Copy the data that follows exactly. Include no pictures.

------------------------------------------------

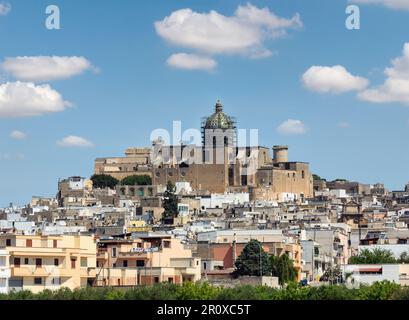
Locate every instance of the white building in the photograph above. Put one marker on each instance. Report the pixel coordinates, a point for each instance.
(4, 271)
(357, 274)
(217, 200)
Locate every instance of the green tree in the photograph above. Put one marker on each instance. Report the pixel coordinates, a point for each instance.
(102, 181)
(253, 261)
(137, 180)
(170, 201)
(283, 268)
(375, 256)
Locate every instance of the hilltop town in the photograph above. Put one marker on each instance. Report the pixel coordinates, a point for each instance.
(188, 213)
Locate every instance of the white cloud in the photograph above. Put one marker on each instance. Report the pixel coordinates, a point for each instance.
(75, 141)
(8, 156)
(213, 33)
(21, 99)
(45, 68)
(292, 127)
(396, 85)
(191, 62)
(18, 135)
(394, 4)
(343, 125)
(334, 79)
(5, 8)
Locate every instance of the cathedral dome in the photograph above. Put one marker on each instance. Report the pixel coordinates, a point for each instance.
(219, 120)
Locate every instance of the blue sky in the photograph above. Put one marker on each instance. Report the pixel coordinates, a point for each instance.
(131, 90)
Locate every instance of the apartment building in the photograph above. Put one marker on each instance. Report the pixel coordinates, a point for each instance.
(219, 249)
(49, 262)
(148, 259)
(357, 274)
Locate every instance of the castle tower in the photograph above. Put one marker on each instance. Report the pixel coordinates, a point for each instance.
(219, 129)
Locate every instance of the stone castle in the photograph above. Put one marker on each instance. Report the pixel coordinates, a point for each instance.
(219, 165)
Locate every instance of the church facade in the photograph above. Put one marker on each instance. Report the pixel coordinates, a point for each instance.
(219, 165)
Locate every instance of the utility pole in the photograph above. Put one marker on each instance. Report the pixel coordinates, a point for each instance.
(261, 269)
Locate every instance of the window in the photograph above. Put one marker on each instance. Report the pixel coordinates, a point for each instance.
(17, 262)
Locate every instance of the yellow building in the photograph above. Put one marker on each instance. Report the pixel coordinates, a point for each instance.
(144, 261)
(49, 262)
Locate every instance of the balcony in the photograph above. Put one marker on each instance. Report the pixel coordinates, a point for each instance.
(40, 272)
(37, 252)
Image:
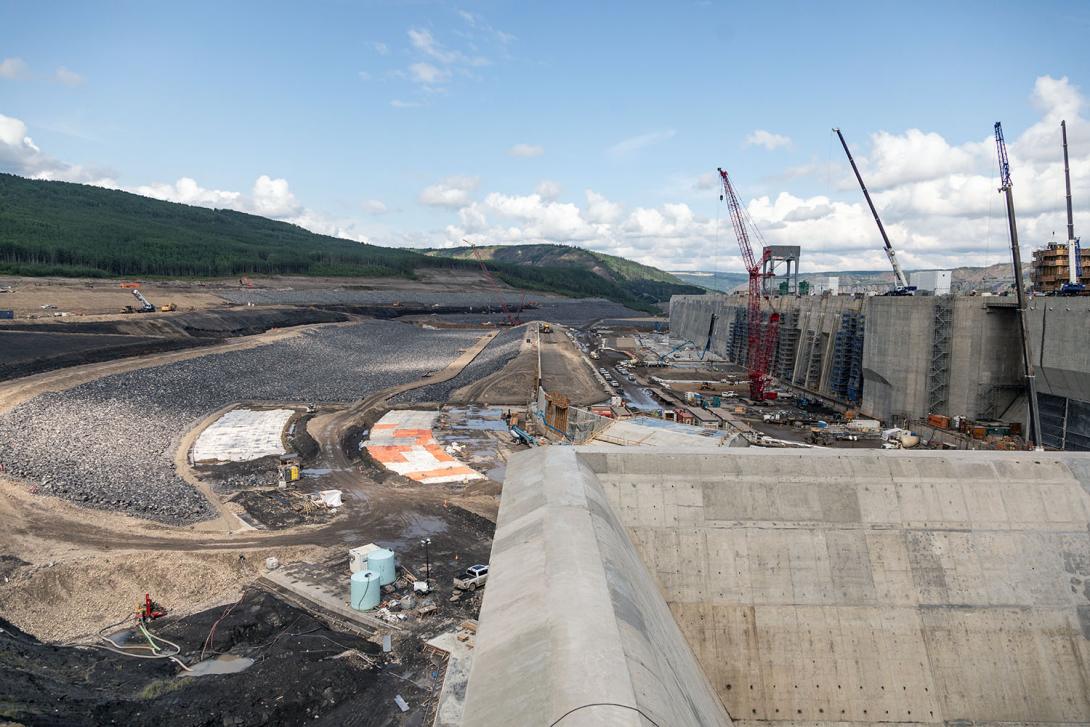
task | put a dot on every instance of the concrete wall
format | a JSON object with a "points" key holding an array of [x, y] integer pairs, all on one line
{"points": [[982, 376], [572, 626], [860, 586], [896, 356]]}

------------------------------------------------

EXERCISE OUTPUT -
Locate every instance of the white building in the photograph above. Put one marker on each instance. Report the pixel coordinates, a point for each instance.
(4, 271)
(357, 274)
(217, 200)
Locate every instance of the green tree in the photograph above. Put one marker on each instance. Report the pixel coordinates, a point for each instance.
(102, 181)
(253, 261)
(137, 180)
(170, 201)
(283, 268)
(375, 256)
Locate every instance of the hilltop town in the photograph above. Put one marker on each instance. Report the pixel coordinates, a point for each instance.
(188, 213)
Locate every instance of the white cloud in the photograph above. Put one marker on each instance. Report the pixel coordinates, a point for each instance.
(75, 141)
(8, 156)
(213, 33)
(21, 99)
(45, 68)
(292, 127)
(396, 85)
(191, 62)
(18, 135)
(394, 4)
(343, 125)
(334, 79)
(5, 8)
Locate every instance of the cathedral dome in the photograph above. Put one marker on each instance. Report the pixel coordinates, a point for each instance.
(219, 120)
Locate every instance of the blue sky in the photograph above. Put one marker on each instance. Report the pixel coordinates, a point for each instance.
(131, 90)
Locate every instance of the apartment building in the photograph above. Put one marker on each instance. Report the pixel coordinates, a point for each instance.
(219, 249)
(49, 262)
(148, 259)
(357, 274)
Locate every instance of the castle tower in the photograph above. Put one marker on each instance. Report the pixel coordinates, a point for each instance.
(219, 129)
Locate every instance of the stone castle in the photograph above. Put one marker on each instance. Report the pixel coordinates, a point for each instance.
(219, 165)
Locate every instance of the church facade in the photograph above. Put one marker on each instance. Report the pixel coordinates, a point for each instance.
(219, 165)
Locate every instance of the utility pole in the photograph above. Put one marker on each instance. Report the pixel coordinates, a point for each instance.
(261, 269)
Locate every instance of the window in the photograph above. Put one marker on each instance. Report the pixel coordinates, a point for each instance.
(17, 262)
Locate every instance of the yellow building in the photograph above. Put one marker on each instance. Report the pixel coordinates, a point for each instance.
(144, 261)
(49, 262)
Locate every instance of the balcony in the photograph above. Put one marker on each instance. Report the pixel coordinates, a point for each instance.
(40, 272)
(37, 252)
Image:
task | put a dot on every instance of the concrete wall
format | a JSON object with a "points" key holding an array of [x, y] integer pairs, all on one line
{"points": [[982, 376], [572, 626], [860, 586], [896, 356]]}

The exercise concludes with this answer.